▶ [Texto]
+++
O regresso do rapaz e os rapazes que não regressarão
O presidente Barack Obama promulgou uma série de projetos de leis durante a sessão do Congresso que está terminando seu mandato, conhecida como “lame duck” – entre as eleições de novembro e a renovação definitiva dos congressistas em janeiro. Obama ganhou o apelido de “Comeback Kid” (em referência a sua capacidade de recuperação e possível reeleição) sob uma enxurrada de artigos de jornal repletos de elogios. Mas no meio desta surpresa bipartidária, a guerra, tema em que democratas e republicanos sempre se põem de acordo, foi completamente ignorada. A operação bélica no Afeganistão já é a mais longa da história dos Estados Unidos, e 2010 foi o ano em que se registrou o maior número de baixas de soldados estadunidenses e da OTAN.
No momento desta publicação, 497 das 709 baixas de soldados da coalizão informadas em 2010 foram de soldados americanos. A página virtual iCasualties.org rastreou cuidadosamente os nomes dos soldados mortos. Não há uma lista detalhada dos afegãos mortos. Mas há algo que está claro: os 497 soldados estadunidenses, sob o mando do “Comeback Kid”, não regressaram.
No dia 03 de dezembro, o Comandante em chefe Presidente Obama fez uma visita surpresa a seus soldados no Afeganistão, saudou-os e pronunciou um discurso na Base Aérea de Bagram. Bagram corresponde a base construída pela União Soviética durante sua tentativa falida de invasão e ocupação do Afeganistão. Agora é administrada por forças americanas e também abriga o tristemente célebre centro de detenção. No dia 10 de dezembro de 2002, quase oito anos antes da data em que Obama pronunciou o seu discurso ali, um jovem afegão chamado Dilawar foi assassinado a golpes em Bagram. A terrível experiência de sua prisão motivada por um erro, sua tortura e assassinato foi refletida no documentário de Alex Gibney, ganhador do Oscar da Academia, intitulado “Táxi para o Lado Escuro”. Dilawar não foi a única pessoa torturada e assassinada ali pelas forças armadas estadunidenses.
Obama disse aos soldados: “Estão protegendo seu país. Estão conquistando seus objetivos. Triunfarão na sua missão. Dissemos que íamos dobrar a força do Talibã, e é isso o que estão fazendo. Vocês partem para a ofensiva, cansados de lutar na defesa, tendo como alvo os seus líderes, levando-as para fora dos seus redutos. Hoje podemos estar orgulhosos porque há menos zonas sob o controle do Talibã e mais afegãos têm a possibilidade de construir um futuro mais esperançoso.”
+++
▶ [Listagem fornecida]
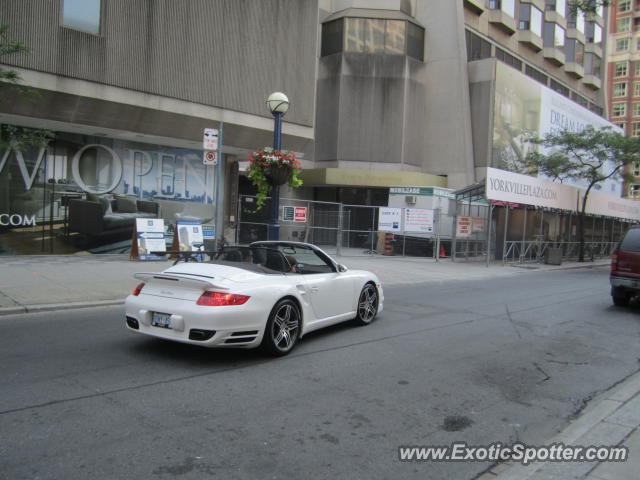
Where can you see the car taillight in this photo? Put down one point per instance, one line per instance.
(137, 290)
(218, 299)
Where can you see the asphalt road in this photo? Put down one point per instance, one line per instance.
(506, 359)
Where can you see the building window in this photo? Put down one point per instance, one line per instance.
(82, 15)
(622, 44)
(619, 109)
(415, 41)
(332, 37)
(553, 35)
(558, 87)
(477, 47)
(536, 74)
(507, 6)
(597, 109)
(579, 99)
(593, 33)
(621, 69)
(374, 36)
(575, 51)
(559, 6)
(623, 24)
(508, 59)
(576, 20)
(620, 89)
(530, 19)
(592, 64)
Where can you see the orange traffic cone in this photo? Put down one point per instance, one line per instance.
(388, 244)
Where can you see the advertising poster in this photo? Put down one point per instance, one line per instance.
(477, 224)
(150, 238)
(190, 237)
(524, 109)
(463, 227)
(389, 219)
(418, 220)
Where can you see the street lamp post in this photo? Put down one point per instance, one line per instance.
(278, 104)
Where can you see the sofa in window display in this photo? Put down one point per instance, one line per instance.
(101, 215)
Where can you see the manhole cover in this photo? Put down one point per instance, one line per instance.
(455, 423)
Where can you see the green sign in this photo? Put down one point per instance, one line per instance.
(426, 191)
(288, 213)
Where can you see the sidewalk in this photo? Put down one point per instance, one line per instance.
(37, 283)
(610, 419)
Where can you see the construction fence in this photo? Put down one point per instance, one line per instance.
(341, 229)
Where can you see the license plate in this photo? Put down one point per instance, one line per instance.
(162, 320)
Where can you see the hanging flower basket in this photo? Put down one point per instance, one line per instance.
(272, 167)
(278, 175)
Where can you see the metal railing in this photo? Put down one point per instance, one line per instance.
(519, 251)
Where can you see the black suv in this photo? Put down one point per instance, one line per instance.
(625, 268)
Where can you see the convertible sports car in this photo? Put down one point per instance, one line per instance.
(268, 294)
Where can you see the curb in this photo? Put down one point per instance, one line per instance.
(50, 307)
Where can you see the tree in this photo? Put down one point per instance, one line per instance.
(588, 7)
(590, 157)
(11, 136)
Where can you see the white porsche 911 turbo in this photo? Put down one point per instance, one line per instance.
(268, 294)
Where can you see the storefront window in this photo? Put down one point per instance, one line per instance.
(84, 193)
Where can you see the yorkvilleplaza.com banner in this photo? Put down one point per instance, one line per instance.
(516, 188)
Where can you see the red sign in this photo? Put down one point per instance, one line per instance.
(300, 214)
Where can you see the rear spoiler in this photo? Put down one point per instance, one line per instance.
(183, 279)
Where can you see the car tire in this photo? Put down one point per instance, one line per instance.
(620, 299)
(283, 328)
(367, 307)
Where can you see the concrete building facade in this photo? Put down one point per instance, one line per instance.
(623, 69)
(383, 93)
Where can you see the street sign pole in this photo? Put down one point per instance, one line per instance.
(218, 172)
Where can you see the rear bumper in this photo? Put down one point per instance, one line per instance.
(233, 326)
(626, 283)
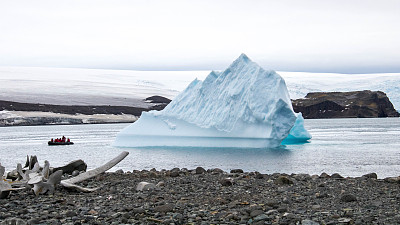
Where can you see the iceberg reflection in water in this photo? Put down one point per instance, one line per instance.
(351, 147)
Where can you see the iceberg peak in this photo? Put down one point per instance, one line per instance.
(243, 106)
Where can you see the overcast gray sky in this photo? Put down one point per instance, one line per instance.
(313, 36)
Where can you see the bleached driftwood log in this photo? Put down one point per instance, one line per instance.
(5, 186)
(71, 183)
(43, 182)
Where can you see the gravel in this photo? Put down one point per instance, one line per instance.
(212, 196)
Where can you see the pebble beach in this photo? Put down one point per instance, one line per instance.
(212, 196)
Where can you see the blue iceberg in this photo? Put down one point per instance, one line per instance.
(244, 106)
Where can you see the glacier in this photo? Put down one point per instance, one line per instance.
(244, 106)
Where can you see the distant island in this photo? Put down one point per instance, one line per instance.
(354, 104)
(315, 105)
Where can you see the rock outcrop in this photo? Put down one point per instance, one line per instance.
(355, 104)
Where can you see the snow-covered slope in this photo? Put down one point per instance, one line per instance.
(243, 106)
(67, 86)
(123, 87)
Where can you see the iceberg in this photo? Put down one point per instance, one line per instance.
(244, 106)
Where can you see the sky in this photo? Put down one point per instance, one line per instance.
(344, 36)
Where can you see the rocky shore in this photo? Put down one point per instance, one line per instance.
(199, 196)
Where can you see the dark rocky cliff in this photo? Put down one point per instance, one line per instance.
(355, 104)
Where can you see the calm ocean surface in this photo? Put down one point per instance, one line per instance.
(351, 147)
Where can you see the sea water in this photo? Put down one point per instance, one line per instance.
(351, 147)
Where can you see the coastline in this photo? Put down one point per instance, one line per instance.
(213, 196)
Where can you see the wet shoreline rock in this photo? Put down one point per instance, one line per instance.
(197, 196)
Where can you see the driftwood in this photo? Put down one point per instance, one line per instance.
(79, 165)
(41, 181)
(70, 183)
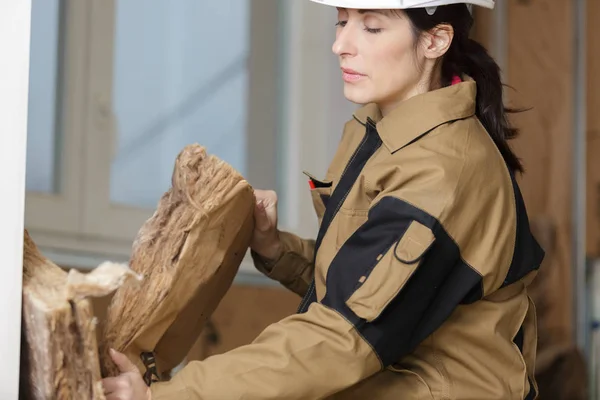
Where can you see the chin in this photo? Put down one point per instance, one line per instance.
(356, 94)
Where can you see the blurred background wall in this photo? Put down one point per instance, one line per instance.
(118, 87)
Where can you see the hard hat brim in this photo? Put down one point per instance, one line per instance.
(400, 4)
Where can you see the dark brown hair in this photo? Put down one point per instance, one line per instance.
(468, 57)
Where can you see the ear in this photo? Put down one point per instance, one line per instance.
(437, 41)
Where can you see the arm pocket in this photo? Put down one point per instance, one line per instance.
(391, 272)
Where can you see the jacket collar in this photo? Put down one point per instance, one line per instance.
(420, 114)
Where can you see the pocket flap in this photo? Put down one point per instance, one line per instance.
(414, 243)
(392, 270)
(316, 183)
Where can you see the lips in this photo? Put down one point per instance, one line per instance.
(350, 75)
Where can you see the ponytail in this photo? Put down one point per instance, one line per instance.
(467, 57)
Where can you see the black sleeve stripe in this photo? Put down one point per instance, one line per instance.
(438, 285)
(528, 254)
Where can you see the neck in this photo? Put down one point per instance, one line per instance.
(429, 80)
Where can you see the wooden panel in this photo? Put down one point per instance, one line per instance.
(593, 133)
(540, 68)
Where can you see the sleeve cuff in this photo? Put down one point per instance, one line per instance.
(289, 265)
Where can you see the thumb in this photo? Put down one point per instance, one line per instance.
(262, 220)
(123, 363)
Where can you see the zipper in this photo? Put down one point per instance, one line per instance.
(333, 207)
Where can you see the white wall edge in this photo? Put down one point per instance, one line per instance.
(15, 24)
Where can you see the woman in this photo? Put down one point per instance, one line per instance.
(418, 289)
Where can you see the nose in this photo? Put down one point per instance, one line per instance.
(344, 44)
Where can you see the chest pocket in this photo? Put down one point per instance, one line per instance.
(320, 192)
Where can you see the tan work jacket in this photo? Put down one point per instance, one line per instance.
(419, 285)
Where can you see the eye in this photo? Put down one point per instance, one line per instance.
(371, 30)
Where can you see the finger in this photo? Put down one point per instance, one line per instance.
(113, 385)
(123, 363)
(262, 220)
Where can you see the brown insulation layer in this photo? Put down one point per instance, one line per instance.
(59, 354)
(188, 252)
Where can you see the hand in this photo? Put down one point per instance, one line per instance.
(129, 385)
(265, 238)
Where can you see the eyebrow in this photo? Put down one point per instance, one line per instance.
(376, 11)
(382, 12)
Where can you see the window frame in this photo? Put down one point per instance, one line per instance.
(290, 66)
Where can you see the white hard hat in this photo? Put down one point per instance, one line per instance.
(401, 4)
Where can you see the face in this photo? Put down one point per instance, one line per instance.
(378, 57)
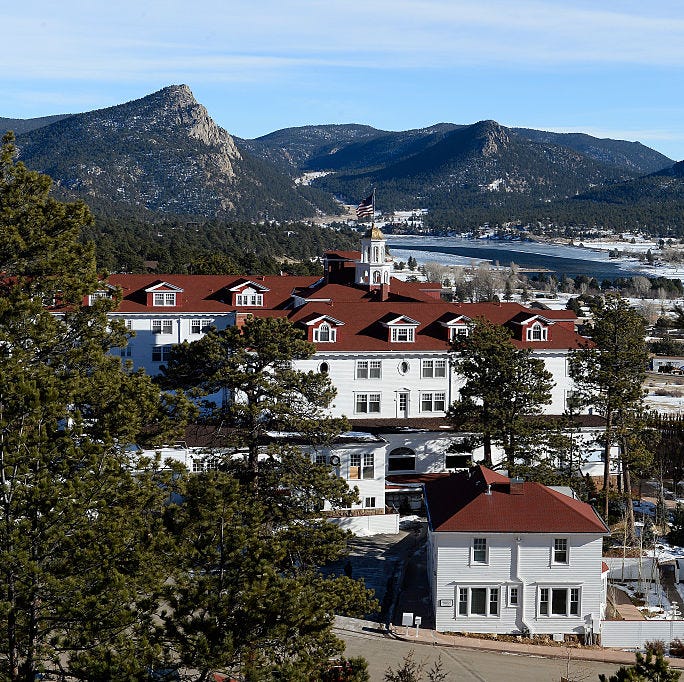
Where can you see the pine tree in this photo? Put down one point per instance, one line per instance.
(250, 598)
(504, 390)
(80, 534)
(609, 372)
(646, 669)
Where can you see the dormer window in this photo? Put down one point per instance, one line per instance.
(250, 298)
(325, 333)
(459, 332)
(403, 334)
(537, 332)
(95, 296)
(164, 298)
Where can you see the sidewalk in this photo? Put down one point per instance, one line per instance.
(602, 655)
(413, 597)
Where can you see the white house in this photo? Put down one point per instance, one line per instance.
(507, 556)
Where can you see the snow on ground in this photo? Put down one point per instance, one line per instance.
(657, 606)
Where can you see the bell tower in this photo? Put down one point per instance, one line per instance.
(373, 270)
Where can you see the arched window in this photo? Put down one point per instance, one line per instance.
(536, 332)
(401, 459)
(324, 334)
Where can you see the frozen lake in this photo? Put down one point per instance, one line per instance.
(535, 256)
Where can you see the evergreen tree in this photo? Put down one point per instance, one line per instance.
(250, 598)
(504, 390)
(80, 537)
(609, 372)
(647, 669)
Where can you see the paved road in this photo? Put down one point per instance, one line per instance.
(467, 666)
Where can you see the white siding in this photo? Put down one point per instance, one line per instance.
(525, 563)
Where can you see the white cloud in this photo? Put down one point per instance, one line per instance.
(82, 38)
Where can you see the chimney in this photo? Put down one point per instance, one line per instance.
(517, 486)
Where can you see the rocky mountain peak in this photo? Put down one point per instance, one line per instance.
(492, 136)
(177, 106)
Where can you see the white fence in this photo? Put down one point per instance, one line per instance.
(633, 634)
(630, 568)
(375, 524)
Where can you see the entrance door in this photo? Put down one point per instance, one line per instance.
(403, 404)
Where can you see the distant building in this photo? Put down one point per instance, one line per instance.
(384, 343)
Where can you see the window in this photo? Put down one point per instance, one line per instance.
(403, 334)
(96, 295)
(560, 551)
(458, 331)
(512, 596)
(536, 332)
(433, 402)
(367, 403)
(161, 353)
(401, 459)
(463, 601)
(162, 326)
(479, 551)
(358, 472)
(544, 601)
(574, 601)
(249, 298)
(368, 465)
(457, 461)
(434, 369)
(478, 601)
(369, 369)
(166, 298)
(325, 334)
(559, 601)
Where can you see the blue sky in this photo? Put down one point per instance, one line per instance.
(608, 68)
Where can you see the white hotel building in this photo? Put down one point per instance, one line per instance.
(383, 342)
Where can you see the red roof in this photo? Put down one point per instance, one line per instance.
(364, 331)
(204, 293)
(362, 311)
(462, 503)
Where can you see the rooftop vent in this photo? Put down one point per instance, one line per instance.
(517, 486)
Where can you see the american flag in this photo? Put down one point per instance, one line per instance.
(366, 208)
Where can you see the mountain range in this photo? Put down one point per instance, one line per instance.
(163, 155)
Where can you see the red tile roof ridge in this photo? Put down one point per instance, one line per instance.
(468, 503)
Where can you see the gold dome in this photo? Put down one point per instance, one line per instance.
(373, 233)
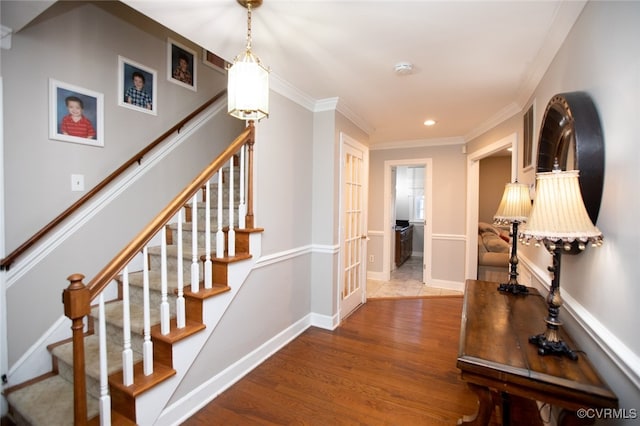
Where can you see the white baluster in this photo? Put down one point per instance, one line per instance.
(164, 304)
(242, 207)
(231, 237)
(195, 270)
(147, 345)
(180, 310)
(105, 399)
(208, 265)
(220, 233)
(127, 353)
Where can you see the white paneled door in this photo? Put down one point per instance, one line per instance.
(353, 225)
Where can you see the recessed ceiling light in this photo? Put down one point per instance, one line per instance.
(403, 68)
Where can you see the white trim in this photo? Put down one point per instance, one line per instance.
(284, 88)
(328, 104)
(78, 220)
(4, 350)
(417, 143)
(5, 37)
(450, 237)
(446, 284)
(189, 404)
(295, 252)
(355, 118)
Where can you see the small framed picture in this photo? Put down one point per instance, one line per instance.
(76, 114)
(181, 65)
(214, 61)
(137, 86)
(528, 138)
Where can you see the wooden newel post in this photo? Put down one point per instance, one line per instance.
(251, 140)
(76, 306)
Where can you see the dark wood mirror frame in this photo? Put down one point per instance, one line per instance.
(571, 132)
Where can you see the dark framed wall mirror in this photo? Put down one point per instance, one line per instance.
(571, 133)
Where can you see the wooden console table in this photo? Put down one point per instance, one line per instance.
(495, 357)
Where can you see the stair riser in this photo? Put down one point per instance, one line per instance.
(187, 238)
(213, 218)
(136, 298)
(172, 265)
(66, 371)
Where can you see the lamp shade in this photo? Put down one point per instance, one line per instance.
(558, 212)
(515, 205)
(248, 88)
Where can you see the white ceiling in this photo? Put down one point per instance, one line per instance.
(476, 63)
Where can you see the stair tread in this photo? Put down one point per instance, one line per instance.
(113, 315)
(92, 356)
(49, 402)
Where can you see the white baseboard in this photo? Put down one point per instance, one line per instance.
(448, 285)
(378, 276)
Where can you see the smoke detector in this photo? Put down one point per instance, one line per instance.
(403, 68)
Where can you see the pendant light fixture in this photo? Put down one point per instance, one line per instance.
(248, 79)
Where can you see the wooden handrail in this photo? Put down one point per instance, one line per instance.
(109, 272)
(77, 297)
(5, 263)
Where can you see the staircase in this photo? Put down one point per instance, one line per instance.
(49, 399)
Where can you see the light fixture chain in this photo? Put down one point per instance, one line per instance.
(249, 26)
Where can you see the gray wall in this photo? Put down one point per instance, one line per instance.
(601, 56)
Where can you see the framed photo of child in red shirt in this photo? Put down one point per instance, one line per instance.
(76, 114)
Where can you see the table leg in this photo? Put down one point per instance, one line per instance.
(485, 405)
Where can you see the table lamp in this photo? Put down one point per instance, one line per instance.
(558, 219)
(514, 209)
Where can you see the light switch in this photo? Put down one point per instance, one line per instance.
(77, 182)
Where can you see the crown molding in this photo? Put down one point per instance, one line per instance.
(418, 143)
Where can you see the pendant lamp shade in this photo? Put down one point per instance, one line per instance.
(248, 79)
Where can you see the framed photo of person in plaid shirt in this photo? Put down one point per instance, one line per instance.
(137, 86)
(76, 114)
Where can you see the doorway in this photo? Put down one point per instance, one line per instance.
(353, 224)
(473, 197)
(412, 200)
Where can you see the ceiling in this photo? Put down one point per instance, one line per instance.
(475, 63)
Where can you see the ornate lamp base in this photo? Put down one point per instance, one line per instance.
(513, 288)
(549, 342)
(549, 347)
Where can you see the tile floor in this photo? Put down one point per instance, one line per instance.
(406, 281)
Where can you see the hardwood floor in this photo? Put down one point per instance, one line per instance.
(392, 362)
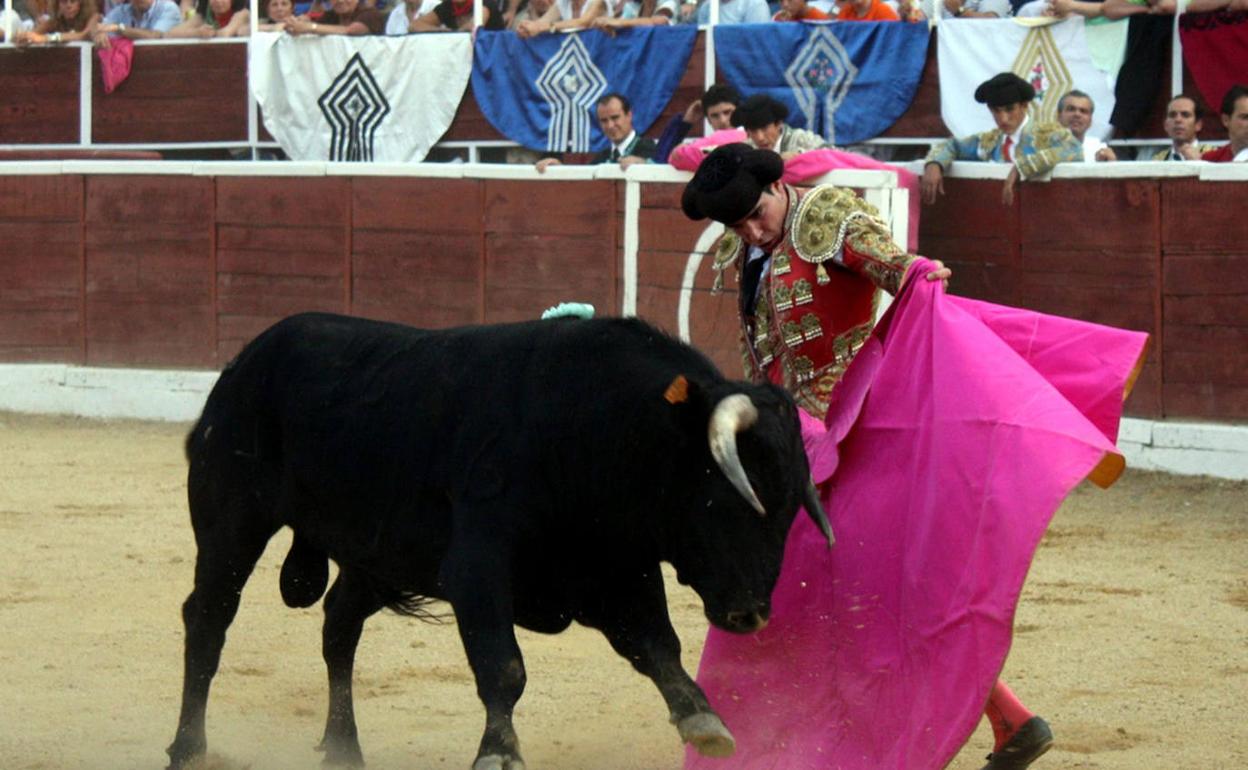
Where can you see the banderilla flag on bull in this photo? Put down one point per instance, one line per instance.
(846, 82)
(541, 92)
(880, 653)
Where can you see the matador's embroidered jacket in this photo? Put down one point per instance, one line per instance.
(1041, 146)
(815, 302)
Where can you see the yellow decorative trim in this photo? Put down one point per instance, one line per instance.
(823, 216)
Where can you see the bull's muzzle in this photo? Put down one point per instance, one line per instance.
(746, 622)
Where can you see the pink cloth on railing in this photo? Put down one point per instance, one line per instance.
(955, 434)
(115, 63)
(806, 166)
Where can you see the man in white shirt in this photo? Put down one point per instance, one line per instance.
(139, 20)
(736, 11)
(1075, 111)
(615, 120)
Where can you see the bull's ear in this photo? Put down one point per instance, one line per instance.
(678, 391)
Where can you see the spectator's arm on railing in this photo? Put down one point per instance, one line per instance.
(1078, 8)
(538, 26)
(1121, 9)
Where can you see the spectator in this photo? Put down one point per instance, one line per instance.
(69, 20)
(1183, 121)
(799, 10)
(273, 15)
(457, 15)
(565, 15)
(664, 13)
(1061, 9)
(615, 120)
(347, 18)
(139, 20)
(975, 9)
(736, 11)
(1031, 149)
(524, 11)
(911, 10)
(866, 10)
(216, 19)
(1234, 117)
(716, 105)
(763, 119)
(1075, 111)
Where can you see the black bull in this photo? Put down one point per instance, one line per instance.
(532, 473)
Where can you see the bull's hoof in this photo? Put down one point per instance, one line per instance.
(182, 753)
(708, 734)
(341, 754)
(498, 761)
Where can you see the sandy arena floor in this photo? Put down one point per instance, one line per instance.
(1132, 637)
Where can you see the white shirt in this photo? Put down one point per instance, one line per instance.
(620, 149)
(398, 21)
(1091, 146)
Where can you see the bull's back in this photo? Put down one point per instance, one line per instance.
(363, 433)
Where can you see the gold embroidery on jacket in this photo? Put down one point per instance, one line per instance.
(810, 327)
(803, 292)
(783, 296)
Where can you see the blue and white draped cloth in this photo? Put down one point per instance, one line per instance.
(844, 81)
(542, 91)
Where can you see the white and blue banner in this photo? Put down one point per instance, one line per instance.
(340, 97)
(844, 81)
(1053, 56)
(542, 92)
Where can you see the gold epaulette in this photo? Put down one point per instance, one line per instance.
(823, 217)
(725, 252)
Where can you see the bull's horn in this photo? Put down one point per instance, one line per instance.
(816, 513)
(733, 414)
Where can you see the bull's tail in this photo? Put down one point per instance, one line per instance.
(305, 574)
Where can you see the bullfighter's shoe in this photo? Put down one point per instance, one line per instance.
(1032, 739)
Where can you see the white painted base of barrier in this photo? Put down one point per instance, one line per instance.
(1186, 448)
(177, 396)
(161, 394)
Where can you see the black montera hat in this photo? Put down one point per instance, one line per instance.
(729, 181)
(1005, 89)
(758, 111)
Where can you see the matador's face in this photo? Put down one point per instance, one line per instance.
(764, 225)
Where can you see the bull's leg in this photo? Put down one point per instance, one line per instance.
(479, 590)
(347, 605)
(635, 622)
(229, 547)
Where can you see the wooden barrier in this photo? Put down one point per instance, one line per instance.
(179, 270)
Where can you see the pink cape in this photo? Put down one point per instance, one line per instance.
(955, 434)
(806, 166)
(115, 63)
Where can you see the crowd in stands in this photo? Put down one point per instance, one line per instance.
(1032, 147)
(55, 21)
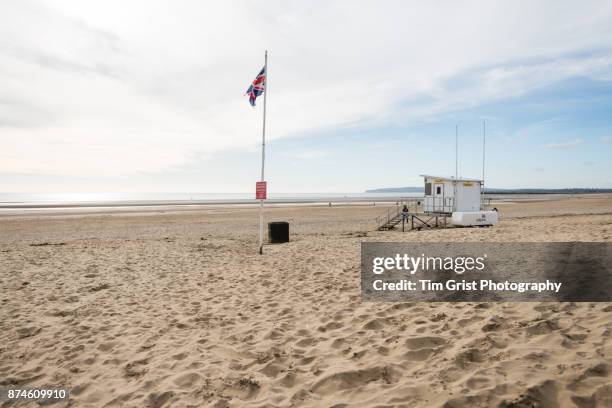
+++
▶ [Tarefas do exercício]
- 1) Segundo o texto sobre Obama e a guerra no Afeganistão, quantas das 709 baixas de soldados da coalizão informadas em 2010 foram de soldados americanos?
- 2) Prolongue o texto sobre Obama e a guerra no Afeganistão, começando logo depois da fala do presidente aos soldados.

▶ [Respostas em ordem]
- 1) Foram 497 baixas de soldados americanos.

- 2)
Os fatos da realidade contradizem sua avaliação otimista a partir de muitos ângulos diferentes. Os mapas realizados pelas Nações Unidas, que mostram o nível das avaliações do Afeganistão, vazaram para o Wall Street Journal. Os estudos descreviam o risco para as operações da ONU em cada distrito do Afeganistão, qualificando-os de “risco muito alto”, “alto risco”, “médio risco” e “baixo risco”. O jornal informou que, entre março e outubro de 2010, a ONU descobriu que o sul do Afeganistão continuava sendo uma zona de “risco muito alto”, enquanto 16 distritos passaram a ser zonas de “alto risco”. As áreas consideradas de “baixo risco” diminuíram consideravelmente.
E também há os comentários do porta-voz da OTAN, o Brigadeiro General Joseph Blotz, que disse: “O período de combate não tem fim… Haverá mais violência em 2011.”
Muito antes do WikiLeaks publicar os valiosos telegramas diplomáticos dos Estados Unidos, dois documentos chaves vazaram para o New York Times. Os “telegramas de Eikenberry”, como são conhecidos, eram dois memorandos do general Karl Eikenberry, embaixador estadunidense no Afeganistão, à Secretária de Estado Hillary Clinton, pedindo para que houvesse um foco diferente na Guerra no Afeganistão, que se centrara em trazer ajuda para o desenvolvimento no lugar de enviar mais soldados. Eikenberry escreveu sobre o risco de “nos afundarmos cada vez mais aqui e não ter jeito de sair disto, além de permitir que o país volte a cair na desordem e no caos.”
Um problema que o governo de Obama enfrenta, maior ainda que uma coalizão internacional desgastada é a crescente oposição à guerra pelo povo do seu país. Uma pesquisa recente do Washington Post/ABC News revela que sessenta por cento da população creem que esta guerra não tem sentido, comparado com quarenta e um por cento de 2007.
Quando o Congresso voltar a se reunir, preparado para promover o que seguramente serão cortes orçamentários polêmicos, os quase seis bilhões de dólares que se gastam ao mês na guerra do Afeganistão serão cada vez mais tema de debate.
Como o ganhador do Prêmio Nobel de economia Joseph Stiglitz destaca reiteradamente, o custo da guerra vai muito além do gasto imediato: há décadas de diminuição da produtividade entre muitos veteranos com lesões, assistência a milhares de veteranos incapacitados e famílias destruídas pela morte ou pela incapacidade de seus entes queridos. Stiglitz estima que as guerras no Iraque e no Afeganistão terminarão custando entre 3 y 5 trilhões de dólares.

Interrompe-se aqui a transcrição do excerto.